■ **WRITTEN PROBLEM**:
Rewrite the items below, switching each "drop a marker" to "place a point" and leaving everything else unchanged.

■ **EXERCISE MATERIAL**:
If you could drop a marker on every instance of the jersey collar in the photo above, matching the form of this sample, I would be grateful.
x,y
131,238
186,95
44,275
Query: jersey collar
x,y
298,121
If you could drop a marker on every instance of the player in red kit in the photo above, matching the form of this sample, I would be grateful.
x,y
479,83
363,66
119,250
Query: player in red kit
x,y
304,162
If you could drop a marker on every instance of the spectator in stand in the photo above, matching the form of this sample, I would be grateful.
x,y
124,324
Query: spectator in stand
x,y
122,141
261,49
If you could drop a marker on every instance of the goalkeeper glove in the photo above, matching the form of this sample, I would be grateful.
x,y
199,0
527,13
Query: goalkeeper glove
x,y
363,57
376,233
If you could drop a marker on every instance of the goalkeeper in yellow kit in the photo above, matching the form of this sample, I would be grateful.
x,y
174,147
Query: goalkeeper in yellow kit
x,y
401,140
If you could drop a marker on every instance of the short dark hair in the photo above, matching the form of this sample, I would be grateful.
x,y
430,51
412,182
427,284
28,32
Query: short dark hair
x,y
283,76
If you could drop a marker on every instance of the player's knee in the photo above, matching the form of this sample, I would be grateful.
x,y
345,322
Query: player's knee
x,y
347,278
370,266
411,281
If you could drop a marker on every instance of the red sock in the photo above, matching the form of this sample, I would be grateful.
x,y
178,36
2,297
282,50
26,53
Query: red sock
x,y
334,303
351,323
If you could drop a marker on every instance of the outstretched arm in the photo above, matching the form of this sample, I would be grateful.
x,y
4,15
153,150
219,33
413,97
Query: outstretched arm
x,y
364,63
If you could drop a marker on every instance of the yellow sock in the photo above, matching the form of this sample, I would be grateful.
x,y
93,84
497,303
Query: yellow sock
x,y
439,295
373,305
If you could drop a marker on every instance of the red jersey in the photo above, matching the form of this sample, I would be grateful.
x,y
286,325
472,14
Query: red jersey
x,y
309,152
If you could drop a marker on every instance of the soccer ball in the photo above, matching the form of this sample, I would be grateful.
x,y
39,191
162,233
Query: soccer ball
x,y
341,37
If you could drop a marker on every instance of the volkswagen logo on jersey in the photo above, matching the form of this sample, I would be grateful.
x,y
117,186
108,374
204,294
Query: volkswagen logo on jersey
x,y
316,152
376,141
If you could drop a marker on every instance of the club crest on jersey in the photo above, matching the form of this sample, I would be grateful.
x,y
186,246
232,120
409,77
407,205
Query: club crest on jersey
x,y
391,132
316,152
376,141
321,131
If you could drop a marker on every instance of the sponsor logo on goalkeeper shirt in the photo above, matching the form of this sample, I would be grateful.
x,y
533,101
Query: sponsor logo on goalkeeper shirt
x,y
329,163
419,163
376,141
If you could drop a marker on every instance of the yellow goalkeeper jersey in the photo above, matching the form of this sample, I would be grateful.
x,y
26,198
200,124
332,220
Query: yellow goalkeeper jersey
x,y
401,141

■ **OUTPUT FOR THIS EXERCISE**:
If you could place a point on every instance of the jersey collar in the photo above, matching the form of this sample, I would be grateful.
x,y
131,238
186,95
44,275
Query: jersey collar
x,y
298,121
If you could place a point on every instance of the player in red kit in the photo above, matching the form of this sample, I would be grateful.
x,y
479,83
363,66
119,250
Query: player in red kit
x,y
304,162
If you could place a point on every instance of the spectator in stand in the photo above, matching the form of this sample, I would be grateful.
x,y
124,324
Query: spectator in stand
x,y
122,141
261,49
If you could place a point on every instance of the goalkeeper glove in the photo above, matching the form of this sample, I would be grateful.
x,y
199,0
527,13
Query: goalkeeper glove
x,y
363,57
376,233
If you could place a point on every instance of the goalkeeper in yellow kit in the photo above, matching the form of this sample, I would be grateful.
x,y
174,147
Query: goalkeeper in yellow kit
x,y
401,140
If you could place a point on every instance of the short dark hair in the photo above, matching the form of this sample, I would be grateful.
x,y
430,51
412,182
427,284
28,32
Query: short dark hair
x,y
283,76
If you could place a point on every instance of the player's knee in the photo above, matching the form of this sample, I would be grateful.
x,y
345,322
Query: player's knee
x,y
347,278
370,266
411,281
If you could place a point on every instance of the red sock in the photo above, matching the form of this sample, I would be grateful.
x,y
178,36
2,297
282,50
26,53
Query: red sock
x,y
334,303
351,323
If you could place a point on every instance of the outstretched arm in the photo above, matching the form of this sample, I would be grateful.
x,y
4,15
153,150
219,33
413,97
Query: outstretched arm
x,y
364,63
If you could place a point on every instance of the yellow sock in the photo above, matching the form of this sample, I would be grateful.
x,y
93,84
497,303
Query: yellow sock
x,y
439,295
373,305
If you could place a point on every instance of the red jersey in the photo above, matching the form of this sample, I would be grateful.
x,y
286,325
472,14
Query: red jersey
x,y
309,152
If you could place a point on every instance of the soccer ball in the photo above, matching the form of this sample, I would be grateful.
x,y
39,191
162,233
Query: soccer ball
x,y
341,37
If you could place a point on every instance of the volkswagen logo on jersey in the photo above, matching the form of this sample, I would be grateful.
x,y
117,186
108,374
204,294
Query: volkswagen logo on jersey
x,y
316,152
376,141
If you could place a point on every instance of the club crest on jersey in the photo above, matching the form of this sample, I would be grateful.
x,y
186,246
232,120
409,77
407,205
Query: club crest on jersey
x,y
391,132
316,152
376,141
321,131
If you could place a point on every instance of the sponsor logo on goalkeeper shirt in the photo above, matching the form of this sample, I would be grateful.
x,y
533,101
Query: sponsor logo on goalkeeper shirt
x,y
329,163
419,163
376,141
If you could place a point on every instance of the yellow goalkeeper jersey in the photo above, matching the form of this sample, I would be grateful.
x,y
26,198
200,124
332,220
Query: yellow goalkeeper jersey
x,y
401,141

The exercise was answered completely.